**What to do**
Find out how many lines of the listing below include "paper" and report only that number.

==*==

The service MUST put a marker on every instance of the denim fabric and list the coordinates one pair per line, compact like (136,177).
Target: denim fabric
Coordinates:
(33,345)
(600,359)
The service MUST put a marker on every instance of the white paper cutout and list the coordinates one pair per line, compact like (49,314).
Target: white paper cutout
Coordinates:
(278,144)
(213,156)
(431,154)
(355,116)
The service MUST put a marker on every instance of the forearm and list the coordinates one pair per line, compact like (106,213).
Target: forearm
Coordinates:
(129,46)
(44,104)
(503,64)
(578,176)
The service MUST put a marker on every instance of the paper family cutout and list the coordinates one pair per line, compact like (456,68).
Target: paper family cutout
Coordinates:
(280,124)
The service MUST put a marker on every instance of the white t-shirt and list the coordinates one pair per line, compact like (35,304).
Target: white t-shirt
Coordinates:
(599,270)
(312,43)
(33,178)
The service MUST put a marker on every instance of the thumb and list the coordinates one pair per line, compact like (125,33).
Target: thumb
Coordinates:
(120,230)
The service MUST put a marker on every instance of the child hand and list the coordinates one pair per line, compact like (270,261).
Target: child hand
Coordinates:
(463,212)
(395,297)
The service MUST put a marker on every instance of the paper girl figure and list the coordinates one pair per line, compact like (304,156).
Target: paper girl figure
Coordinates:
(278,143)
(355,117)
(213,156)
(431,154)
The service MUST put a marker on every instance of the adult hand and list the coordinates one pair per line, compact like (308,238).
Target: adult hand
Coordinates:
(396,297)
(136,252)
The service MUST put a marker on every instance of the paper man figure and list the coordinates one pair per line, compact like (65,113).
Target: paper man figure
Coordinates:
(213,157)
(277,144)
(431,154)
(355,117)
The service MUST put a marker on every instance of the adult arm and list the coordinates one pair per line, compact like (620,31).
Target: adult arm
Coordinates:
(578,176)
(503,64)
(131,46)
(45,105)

==*==

**Result for this exercise**
8